Pour être précis, le chiffre de l'an passé était de 109, soit une baisse de 11 % cette année. Rappelons pour mémoire qu'il y avait 96 ordinations recensées en 2010 pour les diocèses français, 89 en 2009, 98 en 2008, 101 en 2007, 68 en 2006 (pour au moins 800 départs en retraite par an en moyenne).
Du côté des ordinations selon la forme extraordinaire, nous rappelons que les critères de nos enquêtes sont les suivants :
– ne sont comptabilisés que les nouveaux prêtres français des communautés dont le ministère est assimilable à un ministère diocésain, c'est-à-dire en écartant toutes les communautés proprement religieuses ;
– sont distinguées (pour cette fois-ci encore) deux catégories : la Fraternité Saint-Pie X et les traditionalistes « officiels » (communautés Ecclesia Dei, séminaristes « extraordinaires » hors communautés, c'est-à-dire pris en charge par des diocèses) tous confondus.

▸ **Entrées fournies**:
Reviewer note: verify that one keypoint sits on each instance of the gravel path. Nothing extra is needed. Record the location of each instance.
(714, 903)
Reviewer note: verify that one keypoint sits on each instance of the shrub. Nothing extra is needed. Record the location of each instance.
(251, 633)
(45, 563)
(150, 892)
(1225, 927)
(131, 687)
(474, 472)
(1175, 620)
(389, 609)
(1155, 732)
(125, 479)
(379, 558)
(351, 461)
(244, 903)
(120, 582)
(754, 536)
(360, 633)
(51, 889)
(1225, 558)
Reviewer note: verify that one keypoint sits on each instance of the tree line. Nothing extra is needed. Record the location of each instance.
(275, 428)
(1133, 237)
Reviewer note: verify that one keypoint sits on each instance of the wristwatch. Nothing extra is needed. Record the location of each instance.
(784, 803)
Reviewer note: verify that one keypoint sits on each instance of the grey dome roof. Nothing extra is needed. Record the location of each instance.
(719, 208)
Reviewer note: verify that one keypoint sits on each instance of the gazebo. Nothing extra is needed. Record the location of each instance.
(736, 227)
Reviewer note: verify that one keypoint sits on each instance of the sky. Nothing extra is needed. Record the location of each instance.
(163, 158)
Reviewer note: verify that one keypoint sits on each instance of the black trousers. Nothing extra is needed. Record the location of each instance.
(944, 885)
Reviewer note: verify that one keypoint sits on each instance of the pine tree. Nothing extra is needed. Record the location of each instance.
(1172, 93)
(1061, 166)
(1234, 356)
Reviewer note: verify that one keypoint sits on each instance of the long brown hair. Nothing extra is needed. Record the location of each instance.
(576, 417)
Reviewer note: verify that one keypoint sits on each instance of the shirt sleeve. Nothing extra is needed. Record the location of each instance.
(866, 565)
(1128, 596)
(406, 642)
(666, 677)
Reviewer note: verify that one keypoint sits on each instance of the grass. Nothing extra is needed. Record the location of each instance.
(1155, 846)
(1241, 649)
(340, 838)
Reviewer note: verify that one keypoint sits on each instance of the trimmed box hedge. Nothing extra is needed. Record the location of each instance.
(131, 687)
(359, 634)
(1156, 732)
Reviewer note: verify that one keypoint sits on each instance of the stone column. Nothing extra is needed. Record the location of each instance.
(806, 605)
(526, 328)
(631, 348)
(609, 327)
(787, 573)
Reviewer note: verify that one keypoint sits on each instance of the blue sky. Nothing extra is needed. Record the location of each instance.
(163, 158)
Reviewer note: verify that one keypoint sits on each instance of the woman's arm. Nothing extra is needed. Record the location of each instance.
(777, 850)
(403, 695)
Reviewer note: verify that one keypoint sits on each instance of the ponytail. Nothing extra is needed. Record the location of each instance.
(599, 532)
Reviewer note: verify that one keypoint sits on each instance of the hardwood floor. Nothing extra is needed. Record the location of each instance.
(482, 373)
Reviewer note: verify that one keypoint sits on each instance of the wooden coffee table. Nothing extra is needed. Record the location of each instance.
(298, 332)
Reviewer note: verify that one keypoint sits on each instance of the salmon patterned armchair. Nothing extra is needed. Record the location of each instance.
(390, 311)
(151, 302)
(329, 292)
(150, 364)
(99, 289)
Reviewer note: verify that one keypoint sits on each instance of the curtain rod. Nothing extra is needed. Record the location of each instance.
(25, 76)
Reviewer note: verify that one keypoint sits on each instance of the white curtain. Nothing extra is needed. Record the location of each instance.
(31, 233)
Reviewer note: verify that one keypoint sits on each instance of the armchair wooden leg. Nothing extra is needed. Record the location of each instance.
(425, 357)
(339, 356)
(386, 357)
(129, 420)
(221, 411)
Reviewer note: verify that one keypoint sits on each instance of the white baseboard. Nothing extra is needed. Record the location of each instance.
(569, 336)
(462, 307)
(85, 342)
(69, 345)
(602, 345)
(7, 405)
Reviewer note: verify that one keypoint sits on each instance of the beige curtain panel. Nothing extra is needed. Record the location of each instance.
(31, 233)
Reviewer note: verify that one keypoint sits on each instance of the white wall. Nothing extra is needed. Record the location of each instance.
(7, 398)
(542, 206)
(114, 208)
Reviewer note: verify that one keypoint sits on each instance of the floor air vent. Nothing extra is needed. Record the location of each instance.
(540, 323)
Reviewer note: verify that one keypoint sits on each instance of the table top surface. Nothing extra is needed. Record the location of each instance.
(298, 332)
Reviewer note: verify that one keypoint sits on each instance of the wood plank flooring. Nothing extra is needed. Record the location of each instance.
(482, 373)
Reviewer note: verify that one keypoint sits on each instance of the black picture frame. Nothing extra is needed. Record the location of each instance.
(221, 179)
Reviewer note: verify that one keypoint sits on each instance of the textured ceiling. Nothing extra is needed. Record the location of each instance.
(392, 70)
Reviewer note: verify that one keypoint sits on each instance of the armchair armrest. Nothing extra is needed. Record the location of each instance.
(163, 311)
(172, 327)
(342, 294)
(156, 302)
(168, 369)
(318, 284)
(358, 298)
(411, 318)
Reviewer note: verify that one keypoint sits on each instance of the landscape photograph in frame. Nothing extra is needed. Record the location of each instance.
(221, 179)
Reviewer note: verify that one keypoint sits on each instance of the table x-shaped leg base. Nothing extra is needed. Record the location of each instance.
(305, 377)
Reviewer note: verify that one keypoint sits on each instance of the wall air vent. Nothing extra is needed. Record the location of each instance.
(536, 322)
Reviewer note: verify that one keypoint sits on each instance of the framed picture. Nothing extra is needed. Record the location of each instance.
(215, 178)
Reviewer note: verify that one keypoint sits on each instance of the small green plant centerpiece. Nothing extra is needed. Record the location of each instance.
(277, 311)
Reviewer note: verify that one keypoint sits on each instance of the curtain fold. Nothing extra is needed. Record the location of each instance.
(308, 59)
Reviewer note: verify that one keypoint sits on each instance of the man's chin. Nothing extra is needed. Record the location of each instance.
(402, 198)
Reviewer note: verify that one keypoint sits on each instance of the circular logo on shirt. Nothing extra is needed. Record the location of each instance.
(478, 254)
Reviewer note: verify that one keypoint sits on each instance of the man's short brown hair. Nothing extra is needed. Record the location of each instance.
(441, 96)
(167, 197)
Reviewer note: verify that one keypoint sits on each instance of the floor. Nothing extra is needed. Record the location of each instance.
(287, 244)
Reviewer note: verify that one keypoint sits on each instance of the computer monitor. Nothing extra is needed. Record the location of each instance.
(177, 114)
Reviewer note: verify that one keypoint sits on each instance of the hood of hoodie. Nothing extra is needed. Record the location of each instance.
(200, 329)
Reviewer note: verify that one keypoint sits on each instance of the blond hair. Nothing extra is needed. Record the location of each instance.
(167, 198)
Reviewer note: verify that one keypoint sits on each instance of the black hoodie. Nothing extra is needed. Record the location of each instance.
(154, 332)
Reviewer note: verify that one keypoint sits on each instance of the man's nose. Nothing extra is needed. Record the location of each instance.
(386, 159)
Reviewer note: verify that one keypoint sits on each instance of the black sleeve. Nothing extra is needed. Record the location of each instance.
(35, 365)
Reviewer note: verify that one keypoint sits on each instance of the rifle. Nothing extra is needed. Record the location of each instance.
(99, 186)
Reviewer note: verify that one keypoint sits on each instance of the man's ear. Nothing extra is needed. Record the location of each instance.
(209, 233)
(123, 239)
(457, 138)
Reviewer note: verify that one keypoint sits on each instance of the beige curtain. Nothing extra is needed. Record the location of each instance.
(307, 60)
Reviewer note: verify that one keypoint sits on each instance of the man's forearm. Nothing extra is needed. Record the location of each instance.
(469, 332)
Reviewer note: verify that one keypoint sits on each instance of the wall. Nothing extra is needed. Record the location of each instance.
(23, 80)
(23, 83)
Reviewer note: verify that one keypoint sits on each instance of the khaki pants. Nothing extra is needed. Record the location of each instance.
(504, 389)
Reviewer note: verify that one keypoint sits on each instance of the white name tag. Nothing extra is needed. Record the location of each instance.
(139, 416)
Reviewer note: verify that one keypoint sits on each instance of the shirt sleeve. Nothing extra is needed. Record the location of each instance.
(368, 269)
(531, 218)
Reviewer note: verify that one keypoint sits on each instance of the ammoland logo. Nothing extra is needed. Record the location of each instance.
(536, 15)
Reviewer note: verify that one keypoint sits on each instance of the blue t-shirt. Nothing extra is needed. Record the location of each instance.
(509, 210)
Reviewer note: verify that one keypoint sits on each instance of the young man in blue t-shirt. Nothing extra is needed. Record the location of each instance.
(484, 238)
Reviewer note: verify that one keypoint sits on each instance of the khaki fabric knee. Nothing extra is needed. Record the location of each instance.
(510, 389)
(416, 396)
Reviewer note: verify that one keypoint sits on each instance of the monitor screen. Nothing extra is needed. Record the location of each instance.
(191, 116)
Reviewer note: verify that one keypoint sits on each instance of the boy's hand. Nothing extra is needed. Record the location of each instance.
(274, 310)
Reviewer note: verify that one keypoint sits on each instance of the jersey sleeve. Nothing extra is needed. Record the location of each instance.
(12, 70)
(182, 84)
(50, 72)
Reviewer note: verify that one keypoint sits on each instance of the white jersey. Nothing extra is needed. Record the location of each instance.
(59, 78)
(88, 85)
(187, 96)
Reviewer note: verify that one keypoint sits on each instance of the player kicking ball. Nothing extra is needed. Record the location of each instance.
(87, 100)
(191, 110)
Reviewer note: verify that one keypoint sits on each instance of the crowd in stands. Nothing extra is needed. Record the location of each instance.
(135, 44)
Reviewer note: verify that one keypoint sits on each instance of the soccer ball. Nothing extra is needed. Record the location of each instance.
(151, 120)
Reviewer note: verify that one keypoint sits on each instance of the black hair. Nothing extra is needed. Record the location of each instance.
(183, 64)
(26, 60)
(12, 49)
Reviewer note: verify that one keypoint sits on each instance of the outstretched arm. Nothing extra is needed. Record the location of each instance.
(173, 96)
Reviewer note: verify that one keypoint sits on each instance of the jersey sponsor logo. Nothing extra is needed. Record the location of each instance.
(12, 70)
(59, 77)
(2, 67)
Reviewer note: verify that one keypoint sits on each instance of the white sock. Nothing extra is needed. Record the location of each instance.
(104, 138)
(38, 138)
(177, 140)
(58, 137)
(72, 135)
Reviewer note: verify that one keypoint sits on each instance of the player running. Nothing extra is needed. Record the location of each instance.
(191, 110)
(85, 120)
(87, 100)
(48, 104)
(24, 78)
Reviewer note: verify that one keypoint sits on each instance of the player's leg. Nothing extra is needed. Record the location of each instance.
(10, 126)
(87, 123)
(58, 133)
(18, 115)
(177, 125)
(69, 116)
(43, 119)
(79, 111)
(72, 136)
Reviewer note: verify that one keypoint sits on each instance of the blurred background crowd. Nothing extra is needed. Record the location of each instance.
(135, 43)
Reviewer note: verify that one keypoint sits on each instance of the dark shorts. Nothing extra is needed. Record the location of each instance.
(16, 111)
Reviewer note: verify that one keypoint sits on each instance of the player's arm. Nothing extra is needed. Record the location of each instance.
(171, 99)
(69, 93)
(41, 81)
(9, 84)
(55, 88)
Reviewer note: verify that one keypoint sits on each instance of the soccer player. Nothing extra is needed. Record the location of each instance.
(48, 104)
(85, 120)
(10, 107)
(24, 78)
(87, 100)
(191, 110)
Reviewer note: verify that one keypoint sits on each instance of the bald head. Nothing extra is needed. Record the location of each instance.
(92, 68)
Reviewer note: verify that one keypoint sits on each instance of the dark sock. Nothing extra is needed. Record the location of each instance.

▸ **Consigne donnée 1**: D'après le passage fourni, combien d'ordinations ont été recensées en 2009 pour les diocèses français ?
▸ **Consigne donnée 2**: Dans les entrées, substituez "bush" à "shrub" du début des entrées jusqu'à la ligne contenant "(1133, 237)", celle-ci comprise. Redonnez uniquement ces lignes, sans rien changer d'autre.

▸ **Résultat de l'exercice 1**: 89 ordinations ont été recensées en 2009 pour les diocèses français.

▸ **Résultat de l'exercice 2**:
Reviewer note: verify that one keypoint sits on each instance of the gravel path. Nothing extra is needed. Record the location of each instance.
(714, 903)
Reviewer note: verify that one keypoint sits on each instance of the bush. Nothing extra is needed. Record the location of each instance.
(251, 633)
(45, 563)
(150, 892)
(1225, 927)
(131, 687)
(474, 472)
(1175, 620)
(389, 609)
(1155, 732)
(125, 479)
(379, 558)
(351, 461)
(244, 903)
(120, 582)
(754, 536)
(360, 633)
(51, 889)
(1225, 558)
Reviewer note: verify that one keypoint sits on each instance of the tree line. Nothing extra is needed. Record the location of each instance.
(275, 428)
(1133, 237)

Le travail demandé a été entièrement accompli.